Saved data entries:
-------------------------
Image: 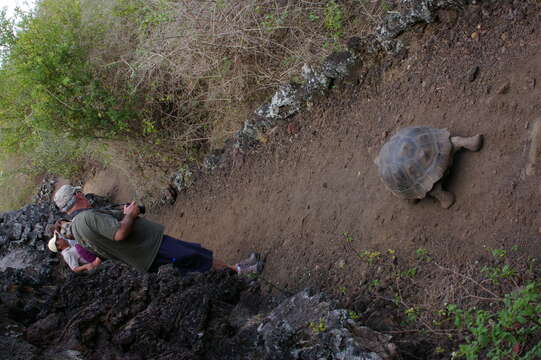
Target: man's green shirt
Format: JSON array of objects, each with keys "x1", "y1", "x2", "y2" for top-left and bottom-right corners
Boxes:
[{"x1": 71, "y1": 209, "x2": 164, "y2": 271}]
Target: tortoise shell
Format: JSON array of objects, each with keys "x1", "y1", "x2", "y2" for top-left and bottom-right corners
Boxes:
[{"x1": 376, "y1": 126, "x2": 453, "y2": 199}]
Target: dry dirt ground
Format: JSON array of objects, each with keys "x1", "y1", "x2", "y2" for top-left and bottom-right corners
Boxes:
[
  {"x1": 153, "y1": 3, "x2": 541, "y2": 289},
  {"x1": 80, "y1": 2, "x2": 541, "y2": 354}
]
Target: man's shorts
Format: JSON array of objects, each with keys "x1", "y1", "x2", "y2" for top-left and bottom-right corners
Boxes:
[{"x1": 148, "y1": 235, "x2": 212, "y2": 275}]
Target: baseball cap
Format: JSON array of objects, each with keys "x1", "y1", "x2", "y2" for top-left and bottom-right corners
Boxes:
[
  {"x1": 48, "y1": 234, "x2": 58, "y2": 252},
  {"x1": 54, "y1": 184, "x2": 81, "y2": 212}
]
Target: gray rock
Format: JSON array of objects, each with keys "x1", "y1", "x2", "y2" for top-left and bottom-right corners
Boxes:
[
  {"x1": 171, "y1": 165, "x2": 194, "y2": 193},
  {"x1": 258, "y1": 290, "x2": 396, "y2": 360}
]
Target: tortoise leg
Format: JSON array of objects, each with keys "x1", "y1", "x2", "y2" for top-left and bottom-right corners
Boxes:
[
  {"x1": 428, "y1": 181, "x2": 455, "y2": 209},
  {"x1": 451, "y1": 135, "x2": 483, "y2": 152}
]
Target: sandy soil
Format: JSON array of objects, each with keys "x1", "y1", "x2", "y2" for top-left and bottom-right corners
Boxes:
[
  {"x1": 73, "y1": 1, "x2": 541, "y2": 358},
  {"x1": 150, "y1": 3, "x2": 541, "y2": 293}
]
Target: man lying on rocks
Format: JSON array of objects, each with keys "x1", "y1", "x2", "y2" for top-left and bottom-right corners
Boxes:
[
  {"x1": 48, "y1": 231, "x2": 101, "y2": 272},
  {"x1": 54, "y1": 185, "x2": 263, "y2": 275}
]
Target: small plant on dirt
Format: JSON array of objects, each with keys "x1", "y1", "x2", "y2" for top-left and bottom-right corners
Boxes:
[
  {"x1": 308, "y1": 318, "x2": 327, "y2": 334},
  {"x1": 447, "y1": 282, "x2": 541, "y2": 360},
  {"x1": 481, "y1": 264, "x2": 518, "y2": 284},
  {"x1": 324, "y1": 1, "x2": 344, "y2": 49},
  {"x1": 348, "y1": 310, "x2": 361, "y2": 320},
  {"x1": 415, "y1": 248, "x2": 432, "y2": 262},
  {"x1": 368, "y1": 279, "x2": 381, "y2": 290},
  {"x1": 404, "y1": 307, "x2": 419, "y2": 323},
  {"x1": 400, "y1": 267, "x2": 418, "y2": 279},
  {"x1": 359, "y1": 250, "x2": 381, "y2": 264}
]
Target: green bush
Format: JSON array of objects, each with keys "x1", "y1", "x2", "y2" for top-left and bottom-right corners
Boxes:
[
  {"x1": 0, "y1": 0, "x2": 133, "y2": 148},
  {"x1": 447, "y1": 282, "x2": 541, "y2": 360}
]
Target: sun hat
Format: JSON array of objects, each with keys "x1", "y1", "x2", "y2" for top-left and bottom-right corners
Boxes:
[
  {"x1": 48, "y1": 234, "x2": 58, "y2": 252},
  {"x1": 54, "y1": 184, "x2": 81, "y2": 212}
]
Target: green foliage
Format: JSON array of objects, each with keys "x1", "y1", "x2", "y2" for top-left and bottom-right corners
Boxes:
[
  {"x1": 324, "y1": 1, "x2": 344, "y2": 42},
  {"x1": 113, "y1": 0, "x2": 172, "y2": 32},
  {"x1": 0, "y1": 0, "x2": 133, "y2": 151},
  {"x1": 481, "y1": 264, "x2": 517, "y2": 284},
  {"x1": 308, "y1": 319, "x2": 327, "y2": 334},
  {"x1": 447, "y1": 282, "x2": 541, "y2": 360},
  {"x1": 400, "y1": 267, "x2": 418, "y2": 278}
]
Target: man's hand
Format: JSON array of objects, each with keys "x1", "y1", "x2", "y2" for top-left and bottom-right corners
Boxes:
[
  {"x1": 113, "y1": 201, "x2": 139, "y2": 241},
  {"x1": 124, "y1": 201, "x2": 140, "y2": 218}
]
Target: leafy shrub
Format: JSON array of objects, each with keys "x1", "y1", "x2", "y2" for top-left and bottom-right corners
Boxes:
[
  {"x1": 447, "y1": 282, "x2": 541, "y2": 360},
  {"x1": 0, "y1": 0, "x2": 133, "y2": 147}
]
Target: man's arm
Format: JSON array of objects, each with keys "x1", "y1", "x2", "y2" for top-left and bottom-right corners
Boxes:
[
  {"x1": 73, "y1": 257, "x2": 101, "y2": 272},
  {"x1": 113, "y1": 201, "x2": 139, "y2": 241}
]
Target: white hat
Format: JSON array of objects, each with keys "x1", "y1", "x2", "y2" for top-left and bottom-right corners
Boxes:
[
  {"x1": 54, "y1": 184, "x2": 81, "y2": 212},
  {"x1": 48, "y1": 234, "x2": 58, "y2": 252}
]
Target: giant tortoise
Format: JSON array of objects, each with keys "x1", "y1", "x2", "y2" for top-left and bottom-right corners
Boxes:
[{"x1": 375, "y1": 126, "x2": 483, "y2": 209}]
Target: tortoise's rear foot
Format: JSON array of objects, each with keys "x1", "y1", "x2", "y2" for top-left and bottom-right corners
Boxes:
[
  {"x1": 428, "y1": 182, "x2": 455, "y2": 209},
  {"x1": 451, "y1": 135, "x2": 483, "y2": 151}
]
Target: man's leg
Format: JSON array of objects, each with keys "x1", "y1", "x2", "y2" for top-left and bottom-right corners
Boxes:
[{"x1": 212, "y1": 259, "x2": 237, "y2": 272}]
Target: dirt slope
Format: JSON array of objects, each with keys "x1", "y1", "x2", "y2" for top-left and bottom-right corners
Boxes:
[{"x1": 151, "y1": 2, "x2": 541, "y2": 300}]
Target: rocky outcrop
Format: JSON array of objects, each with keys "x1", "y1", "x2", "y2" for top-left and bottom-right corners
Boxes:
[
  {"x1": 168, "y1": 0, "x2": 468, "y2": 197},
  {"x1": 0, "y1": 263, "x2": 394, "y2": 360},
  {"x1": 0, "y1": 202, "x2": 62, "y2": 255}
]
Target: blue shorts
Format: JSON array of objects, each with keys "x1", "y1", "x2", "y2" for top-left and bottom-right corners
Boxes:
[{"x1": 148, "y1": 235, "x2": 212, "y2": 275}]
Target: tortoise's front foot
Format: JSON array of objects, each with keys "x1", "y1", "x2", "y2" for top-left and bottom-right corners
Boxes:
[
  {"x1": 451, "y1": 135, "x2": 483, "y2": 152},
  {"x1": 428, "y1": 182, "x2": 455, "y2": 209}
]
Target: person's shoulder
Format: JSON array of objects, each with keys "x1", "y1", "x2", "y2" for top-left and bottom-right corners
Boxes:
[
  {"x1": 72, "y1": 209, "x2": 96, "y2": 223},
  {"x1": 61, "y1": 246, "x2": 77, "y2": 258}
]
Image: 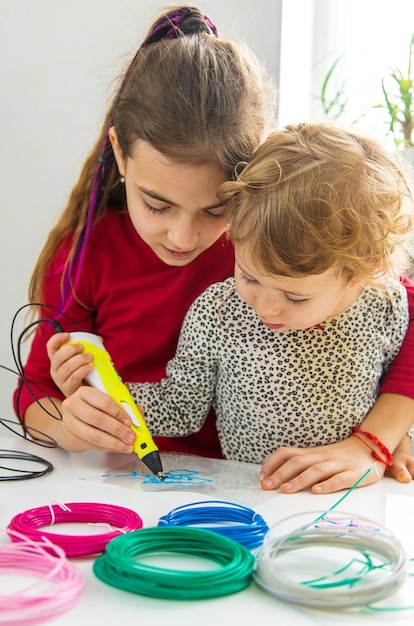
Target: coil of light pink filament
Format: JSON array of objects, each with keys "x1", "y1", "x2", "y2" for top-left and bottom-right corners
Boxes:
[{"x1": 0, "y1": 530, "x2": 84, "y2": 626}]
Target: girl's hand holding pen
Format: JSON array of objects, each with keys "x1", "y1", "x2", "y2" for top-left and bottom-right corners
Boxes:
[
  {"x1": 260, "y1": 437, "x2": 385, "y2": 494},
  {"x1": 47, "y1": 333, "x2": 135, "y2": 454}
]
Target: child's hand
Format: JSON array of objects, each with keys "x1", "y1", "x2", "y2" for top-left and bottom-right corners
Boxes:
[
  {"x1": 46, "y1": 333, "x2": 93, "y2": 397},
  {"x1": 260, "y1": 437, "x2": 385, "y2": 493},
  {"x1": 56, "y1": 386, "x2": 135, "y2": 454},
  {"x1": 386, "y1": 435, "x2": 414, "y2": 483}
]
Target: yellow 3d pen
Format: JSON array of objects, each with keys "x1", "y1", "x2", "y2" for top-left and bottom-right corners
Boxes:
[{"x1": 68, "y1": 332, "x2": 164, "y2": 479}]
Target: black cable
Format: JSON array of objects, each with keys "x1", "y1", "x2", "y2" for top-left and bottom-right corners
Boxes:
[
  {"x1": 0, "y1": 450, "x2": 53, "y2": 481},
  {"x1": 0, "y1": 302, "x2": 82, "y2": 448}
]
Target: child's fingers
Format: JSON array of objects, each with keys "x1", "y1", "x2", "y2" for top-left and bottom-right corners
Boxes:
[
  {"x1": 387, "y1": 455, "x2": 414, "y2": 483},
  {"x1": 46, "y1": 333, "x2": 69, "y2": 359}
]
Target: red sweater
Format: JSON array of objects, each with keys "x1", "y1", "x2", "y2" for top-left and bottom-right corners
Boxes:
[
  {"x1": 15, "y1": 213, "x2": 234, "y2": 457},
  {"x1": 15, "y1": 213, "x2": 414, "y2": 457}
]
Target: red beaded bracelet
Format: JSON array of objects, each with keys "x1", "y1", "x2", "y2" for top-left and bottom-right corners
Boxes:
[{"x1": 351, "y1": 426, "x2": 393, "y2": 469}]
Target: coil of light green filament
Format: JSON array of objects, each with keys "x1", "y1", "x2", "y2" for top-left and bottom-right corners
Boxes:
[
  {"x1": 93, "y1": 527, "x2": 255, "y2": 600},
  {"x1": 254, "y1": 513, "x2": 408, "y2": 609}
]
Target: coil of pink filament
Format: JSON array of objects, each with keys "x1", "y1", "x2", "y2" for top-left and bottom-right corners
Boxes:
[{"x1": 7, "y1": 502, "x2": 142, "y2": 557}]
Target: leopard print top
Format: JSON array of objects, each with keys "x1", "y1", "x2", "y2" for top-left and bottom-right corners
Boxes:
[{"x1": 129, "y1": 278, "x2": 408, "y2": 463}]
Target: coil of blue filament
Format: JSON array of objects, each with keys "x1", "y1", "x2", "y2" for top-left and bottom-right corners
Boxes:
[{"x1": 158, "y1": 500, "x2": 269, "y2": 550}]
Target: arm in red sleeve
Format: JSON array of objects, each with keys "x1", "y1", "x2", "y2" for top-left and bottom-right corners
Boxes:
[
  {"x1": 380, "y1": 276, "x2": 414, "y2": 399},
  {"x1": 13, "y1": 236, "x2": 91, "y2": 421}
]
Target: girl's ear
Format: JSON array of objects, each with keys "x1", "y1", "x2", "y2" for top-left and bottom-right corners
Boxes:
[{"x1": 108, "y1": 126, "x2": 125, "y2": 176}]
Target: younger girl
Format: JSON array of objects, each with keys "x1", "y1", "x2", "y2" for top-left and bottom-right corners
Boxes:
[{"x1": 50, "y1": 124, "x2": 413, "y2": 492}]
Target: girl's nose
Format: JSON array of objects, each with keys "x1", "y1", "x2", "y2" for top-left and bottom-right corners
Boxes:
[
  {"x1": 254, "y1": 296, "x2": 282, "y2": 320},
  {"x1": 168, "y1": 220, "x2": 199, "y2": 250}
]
-------------------------
Exactly as written, give the line containing "Target: arm in red sleeve" and all remaining lines of the records.

### TASK RESPONSE:
Target: arm in red sleeve
Format: JSON array of objects, each with keys "x1", "y1", "x2", "y2" for top-left and bottom-right corners
Boxes:
[
  {"x1": 380, "y1": 276, "x2": 414, "y2": 399},
  {"x1": 13, "y1": 236, "x2": 91, "y2": 421}
]
Target: girl's ear
Format: JSON array of objects, each with keys "x1", "y1", "x2", "y2" for top-left and bottom-right corners
Boxes:
[{"x1": 108, "y1": 126, "x2": 125, "y2": 176}]
Target: younger girl
Format: JSON array of objects, each with keys "x1", "y1", "x2", "y2" for top-left and bottom-right corners
Boxes:
[{"x1": 50, "y1": 124, "x2": 413, "y2": 492}]
Target: girl's nose
Format: JSON array of objects, each with keys "x1", "y1", "x2", "y2" for top-left and bottom-right corners
Boxes:
[
  {"x1": 254, "y1": 296, "x2": 282, "y2": 320},
  {"x1": 168, "y1": 220, "x2": 199, "y2": 250}
]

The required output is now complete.